Material for this task –
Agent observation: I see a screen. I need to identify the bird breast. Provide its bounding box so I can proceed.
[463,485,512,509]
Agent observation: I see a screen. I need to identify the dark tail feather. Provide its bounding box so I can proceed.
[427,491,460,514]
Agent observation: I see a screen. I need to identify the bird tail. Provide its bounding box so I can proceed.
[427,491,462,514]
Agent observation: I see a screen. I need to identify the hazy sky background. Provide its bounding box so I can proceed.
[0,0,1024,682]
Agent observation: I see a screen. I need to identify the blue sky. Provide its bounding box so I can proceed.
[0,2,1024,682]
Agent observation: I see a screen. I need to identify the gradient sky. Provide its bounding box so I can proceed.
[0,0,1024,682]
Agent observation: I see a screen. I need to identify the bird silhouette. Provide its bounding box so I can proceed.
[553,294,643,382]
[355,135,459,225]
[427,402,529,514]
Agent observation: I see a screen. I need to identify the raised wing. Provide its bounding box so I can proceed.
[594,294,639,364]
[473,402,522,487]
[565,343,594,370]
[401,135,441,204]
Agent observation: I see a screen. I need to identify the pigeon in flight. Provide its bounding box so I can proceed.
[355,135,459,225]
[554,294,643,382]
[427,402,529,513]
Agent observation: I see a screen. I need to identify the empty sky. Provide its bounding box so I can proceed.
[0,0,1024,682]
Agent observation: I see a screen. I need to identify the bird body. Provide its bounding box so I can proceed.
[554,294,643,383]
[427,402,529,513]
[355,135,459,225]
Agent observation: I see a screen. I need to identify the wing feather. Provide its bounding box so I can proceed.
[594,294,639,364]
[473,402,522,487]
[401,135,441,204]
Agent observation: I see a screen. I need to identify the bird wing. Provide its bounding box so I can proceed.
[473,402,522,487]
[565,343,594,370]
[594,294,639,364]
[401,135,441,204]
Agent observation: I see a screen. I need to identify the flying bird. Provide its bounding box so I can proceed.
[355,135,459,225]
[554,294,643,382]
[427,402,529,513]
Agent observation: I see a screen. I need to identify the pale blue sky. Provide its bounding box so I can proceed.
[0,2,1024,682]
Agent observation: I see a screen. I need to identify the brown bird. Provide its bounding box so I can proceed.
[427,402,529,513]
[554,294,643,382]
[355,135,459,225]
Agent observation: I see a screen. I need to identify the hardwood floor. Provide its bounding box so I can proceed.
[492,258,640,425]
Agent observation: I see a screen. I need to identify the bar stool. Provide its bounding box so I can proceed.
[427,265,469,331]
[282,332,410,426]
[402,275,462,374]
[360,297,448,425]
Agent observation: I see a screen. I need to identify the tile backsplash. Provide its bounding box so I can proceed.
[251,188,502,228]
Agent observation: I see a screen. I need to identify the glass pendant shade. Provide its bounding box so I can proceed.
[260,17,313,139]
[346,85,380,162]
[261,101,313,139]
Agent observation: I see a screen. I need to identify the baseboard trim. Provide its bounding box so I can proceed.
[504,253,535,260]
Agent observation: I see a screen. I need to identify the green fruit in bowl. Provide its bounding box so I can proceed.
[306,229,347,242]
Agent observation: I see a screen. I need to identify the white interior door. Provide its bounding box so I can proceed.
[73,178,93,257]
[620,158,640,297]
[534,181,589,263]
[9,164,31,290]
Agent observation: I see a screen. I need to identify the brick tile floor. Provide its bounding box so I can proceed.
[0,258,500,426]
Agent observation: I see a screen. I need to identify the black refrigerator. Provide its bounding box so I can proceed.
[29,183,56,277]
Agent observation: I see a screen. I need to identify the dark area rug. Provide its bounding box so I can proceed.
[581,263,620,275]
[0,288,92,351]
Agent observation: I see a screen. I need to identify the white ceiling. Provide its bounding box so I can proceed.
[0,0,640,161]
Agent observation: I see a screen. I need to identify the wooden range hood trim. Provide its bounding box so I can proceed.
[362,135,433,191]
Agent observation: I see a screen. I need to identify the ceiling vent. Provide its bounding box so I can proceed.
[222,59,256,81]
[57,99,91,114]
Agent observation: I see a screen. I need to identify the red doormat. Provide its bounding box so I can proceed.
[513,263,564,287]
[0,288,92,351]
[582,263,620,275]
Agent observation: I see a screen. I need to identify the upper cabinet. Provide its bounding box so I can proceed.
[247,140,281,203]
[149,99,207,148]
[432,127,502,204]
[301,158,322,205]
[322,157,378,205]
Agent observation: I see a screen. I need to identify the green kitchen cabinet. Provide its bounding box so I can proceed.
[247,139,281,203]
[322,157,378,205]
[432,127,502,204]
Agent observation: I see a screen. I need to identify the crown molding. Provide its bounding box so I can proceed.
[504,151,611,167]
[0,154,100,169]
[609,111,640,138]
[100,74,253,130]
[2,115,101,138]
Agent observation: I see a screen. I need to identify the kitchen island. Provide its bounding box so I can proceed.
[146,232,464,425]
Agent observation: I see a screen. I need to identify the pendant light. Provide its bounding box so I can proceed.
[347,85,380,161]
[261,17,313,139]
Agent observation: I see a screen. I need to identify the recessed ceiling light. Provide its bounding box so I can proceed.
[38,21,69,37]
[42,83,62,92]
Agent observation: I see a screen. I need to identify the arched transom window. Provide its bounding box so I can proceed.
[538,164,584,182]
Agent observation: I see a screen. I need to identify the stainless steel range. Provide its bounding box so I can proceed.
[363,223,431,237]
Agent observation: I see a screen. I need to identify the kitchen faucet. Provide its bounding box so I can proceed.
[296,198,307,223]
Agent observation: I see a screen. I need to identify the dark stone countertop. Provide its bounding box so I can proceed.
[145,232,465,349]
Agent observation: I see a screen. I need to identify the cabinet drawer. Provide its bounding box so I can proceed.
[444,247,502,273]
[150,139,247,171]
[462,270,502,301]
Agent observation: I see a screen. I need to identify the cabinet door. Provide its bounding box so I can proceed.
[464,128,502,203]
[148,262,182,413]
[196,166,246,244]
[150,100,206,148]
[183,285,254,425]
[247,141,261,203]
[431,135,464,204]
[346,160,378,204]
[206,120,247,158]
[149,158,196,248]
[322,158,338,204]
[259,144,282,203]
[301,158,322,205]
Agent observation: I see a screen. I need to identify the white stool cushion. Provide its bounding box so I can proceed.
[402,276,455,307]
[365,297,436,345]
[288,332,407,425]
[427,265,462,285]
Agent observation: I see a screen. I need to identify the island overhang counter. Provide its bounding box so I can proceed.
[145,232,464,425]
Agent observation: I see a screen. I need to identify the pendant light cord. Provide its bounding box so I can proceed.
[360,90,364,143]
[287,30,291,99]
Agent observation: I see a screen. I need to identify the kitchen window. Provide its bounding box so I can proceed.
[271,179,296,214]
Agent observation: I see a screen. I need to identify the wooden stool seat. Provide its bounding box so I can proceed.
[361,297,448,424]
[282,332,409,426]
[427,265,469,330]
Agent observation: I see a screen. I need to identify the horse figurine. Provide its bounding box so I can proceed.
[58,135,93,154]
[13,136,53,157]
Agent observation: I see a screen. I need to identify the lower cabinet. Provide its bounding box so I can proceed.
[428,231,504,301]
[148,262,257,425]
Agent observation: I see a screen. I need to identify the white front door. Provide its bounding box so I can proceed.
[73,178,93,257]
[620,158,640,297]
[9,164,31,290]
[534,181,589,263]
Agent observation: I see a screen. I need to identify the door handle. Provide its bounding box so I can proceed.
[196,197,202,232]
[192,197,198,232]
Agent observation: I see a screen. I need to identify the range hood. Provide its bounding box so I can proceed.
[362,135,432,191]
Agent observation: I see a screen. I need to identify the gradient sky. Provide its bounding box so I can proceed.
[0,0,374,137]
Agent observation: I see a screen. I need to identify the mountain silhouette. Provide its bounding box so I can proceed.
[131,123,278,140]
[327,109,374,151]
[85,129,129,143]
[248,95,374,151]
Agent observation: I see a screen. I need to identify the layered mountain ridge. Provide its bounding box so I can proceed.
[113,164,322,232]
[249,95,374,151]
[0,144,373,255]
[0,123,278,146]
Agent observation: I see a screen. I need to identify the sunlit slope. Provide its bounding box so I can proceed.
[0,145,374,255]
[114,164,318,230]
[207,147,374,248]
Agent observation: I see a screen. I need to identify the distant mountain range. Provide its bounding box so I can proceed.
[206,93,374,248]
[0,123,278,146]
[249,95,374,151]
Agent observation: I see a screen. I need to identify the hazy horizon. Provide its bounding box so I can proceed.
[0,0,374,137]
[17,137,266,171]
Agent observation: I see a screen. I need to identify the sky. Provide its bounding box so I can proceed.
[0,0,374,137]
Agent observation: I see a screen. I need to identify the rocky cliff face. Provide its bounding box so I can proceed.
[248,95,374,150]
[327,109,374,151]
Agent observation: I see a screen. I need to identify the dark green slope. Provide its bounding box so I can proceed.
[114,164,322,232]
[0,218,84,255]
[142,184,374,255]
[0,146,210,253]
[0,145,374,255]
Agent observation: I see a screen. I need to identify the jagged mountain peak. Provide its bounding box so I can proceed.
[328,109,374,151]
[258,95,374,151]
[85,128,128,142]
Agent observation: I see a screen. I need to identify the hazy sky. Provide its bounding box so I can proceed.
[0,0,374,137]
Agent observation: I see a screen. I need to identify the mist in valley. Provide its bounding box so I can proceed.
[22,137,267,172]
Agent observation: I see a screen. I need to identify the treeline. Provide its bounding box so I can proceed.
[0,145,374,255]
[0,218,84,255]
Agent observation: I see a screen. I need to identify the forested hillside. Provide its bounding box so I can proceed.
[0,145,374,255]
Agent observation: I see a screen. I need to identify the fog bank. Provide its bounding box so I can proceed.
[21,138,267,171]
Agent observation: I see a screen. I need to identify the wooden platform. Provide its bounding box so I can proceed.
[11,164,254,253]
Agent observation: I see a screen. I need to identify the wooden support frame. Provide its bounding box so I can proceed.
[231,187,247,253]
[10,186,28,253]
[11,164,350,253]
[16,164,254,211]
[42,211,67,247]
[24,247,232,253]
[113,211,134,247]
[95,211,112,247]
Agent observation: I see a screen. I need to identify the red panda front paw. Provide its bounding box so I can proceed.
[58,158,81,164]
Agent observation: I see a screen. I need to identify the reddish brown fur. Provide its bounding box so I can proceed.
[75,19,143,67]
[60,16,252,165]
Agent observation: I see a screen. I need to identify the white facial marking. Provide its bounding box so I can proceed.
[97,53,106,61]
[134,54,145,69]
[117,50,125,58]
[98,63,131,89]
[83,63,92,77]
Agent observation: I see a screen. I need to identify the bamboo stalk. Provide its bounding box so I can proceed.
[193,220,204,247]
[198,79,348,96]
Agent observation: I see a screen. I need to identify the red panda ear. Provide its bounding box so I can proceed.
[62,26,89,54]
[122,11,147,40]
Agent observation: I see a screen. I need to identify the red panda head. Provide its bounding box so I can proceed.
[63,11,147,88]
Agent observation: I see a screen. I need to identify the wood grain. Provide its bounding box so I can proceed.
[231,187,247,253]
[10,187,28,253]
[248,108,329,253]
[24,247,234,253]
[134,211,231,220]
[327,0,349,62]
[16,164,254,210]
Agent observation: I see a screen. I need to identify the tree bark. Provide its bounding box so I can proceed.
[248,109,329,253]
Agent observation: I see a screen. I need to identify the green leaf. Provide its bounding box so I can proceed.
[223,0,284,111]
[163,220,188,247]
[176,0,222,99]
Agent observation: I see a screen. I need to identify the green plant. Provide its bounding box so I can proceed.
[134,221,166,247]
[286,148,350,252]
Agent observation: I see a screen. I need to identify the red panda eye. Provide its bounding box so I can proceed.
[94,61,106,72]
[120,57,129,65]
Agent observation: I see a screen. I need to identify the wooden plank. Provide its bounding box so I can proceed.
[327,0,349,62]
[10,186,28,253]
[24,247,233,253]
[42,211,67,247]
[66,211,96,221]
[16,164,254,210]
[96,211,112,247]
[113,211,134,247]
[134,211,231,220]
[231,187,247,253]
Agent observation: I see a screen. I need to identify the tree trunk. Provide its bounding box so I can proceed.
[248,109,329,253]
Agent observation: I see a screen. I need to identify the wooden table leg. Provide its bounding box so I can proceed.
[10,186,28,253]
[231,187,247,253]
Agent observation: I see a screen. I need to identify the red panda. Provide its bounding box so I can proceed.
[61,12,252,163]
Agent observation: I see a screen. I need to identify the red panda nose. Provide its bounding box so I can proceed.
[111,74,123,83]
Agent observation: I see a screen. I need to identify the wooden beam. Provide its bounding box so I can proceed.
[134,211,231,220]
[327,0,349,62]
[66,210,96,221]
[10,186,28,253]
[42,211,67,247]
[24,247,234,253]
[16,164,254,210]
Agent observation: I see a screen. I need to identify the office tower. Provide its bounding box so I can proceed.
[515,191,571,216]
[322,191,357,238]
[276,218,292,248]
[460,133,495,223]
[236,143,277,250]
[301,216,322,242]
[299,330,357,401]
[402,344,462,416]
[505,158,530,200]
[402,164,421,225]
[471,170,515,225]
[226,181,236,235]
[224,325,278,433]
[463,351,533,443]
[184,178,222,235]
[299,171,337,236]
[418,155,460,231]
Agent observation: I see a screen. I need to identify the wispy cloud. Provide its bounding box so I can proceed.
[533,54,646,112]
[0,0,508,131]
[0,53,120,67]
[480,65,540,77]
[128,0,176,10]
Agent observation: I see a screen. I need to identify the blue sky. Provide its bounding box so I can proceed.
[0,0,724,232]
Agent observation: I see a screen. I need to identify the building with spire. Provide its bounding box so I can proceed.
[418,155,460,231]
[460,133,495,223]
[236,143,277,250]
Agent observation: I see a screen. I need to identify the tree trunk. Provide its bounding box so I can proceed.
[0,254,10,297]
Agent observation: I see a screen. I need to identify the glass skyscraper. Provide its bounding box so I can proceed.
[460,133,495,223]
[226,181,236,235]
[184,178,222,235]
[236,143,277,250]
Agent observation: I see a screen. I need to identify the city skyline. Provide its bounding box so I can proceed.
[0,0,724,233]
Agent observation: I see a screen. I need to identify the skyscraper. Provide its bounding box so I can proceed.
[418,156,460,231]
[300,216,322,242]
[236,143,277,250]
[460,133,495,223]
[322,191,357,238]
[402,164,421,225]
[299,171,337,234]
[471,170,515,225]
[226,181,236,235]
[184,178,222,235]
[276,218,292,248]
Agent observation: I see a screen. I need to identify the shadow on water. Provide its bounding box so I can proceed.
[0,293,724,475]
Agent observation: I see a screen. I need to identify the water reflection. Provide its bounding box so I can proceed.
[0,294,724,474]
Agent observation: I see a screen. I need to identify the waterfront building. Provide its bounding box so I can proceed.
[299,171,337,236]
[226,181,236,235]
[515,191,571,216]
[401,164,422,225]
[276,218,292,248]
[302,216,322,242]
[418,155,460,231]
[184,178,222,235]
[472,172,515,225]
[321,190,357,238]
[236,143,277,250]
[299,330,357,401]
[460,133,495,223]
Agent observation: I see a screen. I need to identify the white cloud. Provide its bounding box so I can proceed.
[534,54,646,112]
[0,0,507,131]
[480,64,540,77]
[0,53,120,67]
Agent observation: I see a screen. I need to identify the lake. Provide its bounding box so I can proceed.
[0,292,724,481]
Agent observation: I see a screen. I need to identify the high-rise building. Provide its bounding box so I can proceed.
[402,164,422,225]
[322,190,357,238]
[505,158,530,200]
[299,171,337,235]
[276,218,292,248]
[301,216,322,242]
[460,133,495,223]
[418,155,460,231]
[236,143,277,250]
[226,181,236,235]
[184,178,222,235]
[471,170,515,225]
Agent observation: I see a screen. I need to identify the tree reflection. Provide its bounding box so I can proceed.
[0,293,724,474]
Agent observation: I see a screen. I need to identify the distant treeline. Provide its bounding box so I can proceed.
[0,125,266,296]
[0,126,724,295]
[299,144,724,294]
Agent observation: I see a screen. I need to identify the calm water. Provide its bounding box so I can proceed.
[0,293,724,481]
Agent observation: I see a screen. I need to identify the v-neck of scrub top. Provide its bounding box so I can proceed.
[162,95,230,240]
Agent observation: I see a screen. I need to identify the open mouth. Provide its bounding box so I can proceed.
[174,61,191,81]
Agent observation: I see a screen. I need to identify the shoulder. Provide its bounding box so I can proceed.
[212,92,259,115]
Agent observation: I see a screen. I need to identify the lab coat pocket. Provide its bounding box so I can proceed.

What the task asks –
Duplicate the lines verbatim, starting at the line containing "identify the treeline." and ending at the line containing "[11,164,254,253]", including both of those lines.

Exercise answer –
Agent observation: I see a screen. I need to identify the treeline. Provide its bounding box so I can proceed.
[0,145,374,255]
[0,218,84,255]
Agent observation: I see a screen. I need to identify the forested hillside. Provide its bounding box so I can proceed.
[0,145,374,255]
Agent observation: I see a screen. I need to identify the fog bank. Provide its bounding box so I can proceed.
[21,138,267,171]
Agent observation: I see a screen. I need to identify the wooden platform. Provide its bounding box so I can proceed.
[11,164,254,253]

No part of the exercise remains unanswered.